── Отрывок
Из Сибири шлет отряды

Адмирал Колчак.

Но, может быть, это всего лишь сугубо декоративная, по Есенину, «заставочная» фигуральность? Не думаю. Напоминаю уже задействованное в данном сюжете письмо Есенина к Женечке Лившиц, то самое, где поэт, рассказав приглянувшейся харьковчанке про жеребенка, который очень хотел догнать железный поезд, сравнивает его с батькой Махно. Затем, видимо, опасаясь, как бы девушка с библейскими глазами не сочла этот случай недостаточно серьезным, добавляет: «Эпизод для кого-нибудь незначительный, а для меня он говорит очень много».

Так вот: чтобы и мы не пропустили мимо глаз и ушей сравнение Адмирала с матерым волком, обращаю особое внимание на заключительные строфы стихотворения «Мир таинственный, мир мой древний…»; в некоторых изданиях, если мне не изменяет память, оно печаталось как «Волчья гибель». (Написано одновременно с «Пугачевым».) В этом тексте Есенин в открытую заявляет о своем сродстве с волком:

О, привет тебе, зверь мой любимый!
────
_Поставленная задача a_. Найдите в записях все строки со словом «road» и перепишите их. Регистр букв имеет значение.
── Исходные данные
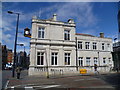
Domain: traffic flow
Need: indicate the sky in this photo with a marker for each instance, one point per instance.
(90, 18)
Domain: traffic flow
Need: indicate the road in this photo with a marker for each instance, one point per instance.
(108, 81)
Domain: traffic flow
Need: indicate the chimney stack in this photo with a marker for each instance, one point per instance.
(71, 21)
(54, 17)
(101, 35)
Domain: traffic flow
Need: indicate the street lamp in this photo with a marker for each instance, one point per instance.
(24, 50)
(15, 44)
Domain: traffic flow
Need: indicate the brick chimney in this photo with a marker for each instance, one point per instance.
(71, 21)
(101, 35)
(54, 17)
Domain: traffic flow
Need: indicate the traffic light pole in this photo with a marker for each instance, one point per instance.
(15, 45)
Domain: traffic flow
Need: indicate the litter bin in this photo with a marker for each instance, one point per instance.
(83, 71)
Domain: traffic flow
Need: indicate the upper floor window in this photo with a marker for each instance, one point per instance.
(80, 61)
(87, 45)
(40, 58)
(94, 45)
(103, 46)
(41, 31)
(108, 46)
(79, 45)
(88, 61)
(104, 60)
(67, 58)
(66, 35)
(54, 58)
(95, 60)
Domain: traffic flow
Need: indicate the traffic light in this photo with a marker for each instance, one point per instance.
(27, 32)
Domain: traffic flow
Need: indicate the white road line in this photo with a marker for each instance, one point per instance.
(6, 84)
(29, 87)
(50, 86)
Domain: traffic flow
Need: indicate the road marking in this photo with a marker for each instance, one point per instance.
(6, 84)
(50, 86)
(86, 79)
(29, 87)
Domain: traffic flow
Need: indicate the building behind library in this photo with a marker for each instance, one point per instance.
(56, 47)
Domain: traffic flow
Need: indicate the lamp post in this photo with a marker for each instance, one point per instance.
(24, 50)
(15, 44)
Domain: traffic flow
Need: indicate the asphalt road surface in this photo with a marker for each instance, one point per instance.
(91, 82)
(6, 74)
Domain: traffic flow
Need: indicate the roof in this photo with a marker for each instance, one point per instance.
(84, 34)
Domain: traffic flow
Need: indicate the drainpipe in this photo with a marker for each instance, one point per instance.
(76, 55)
────
_Поставленная задача b_. С кем, согласно отрывку о Есенине, поэт в письме к Женечке Лившиц сравнивает жеребенка?

_Полный ответ a_.
Need: indicate the road in this photo with a marker for each instance, one point per instance.
Need: indicate the white road line in this photo with a marker for each instance, one point per instance.
Need: indicate the road marking in this photo with a marker for each instance, one point per instance.
Need: indicate the asphalt road surface in this photo with a marker for each instance, one point per instance.

_Полный ответ b_. С батькой Махно.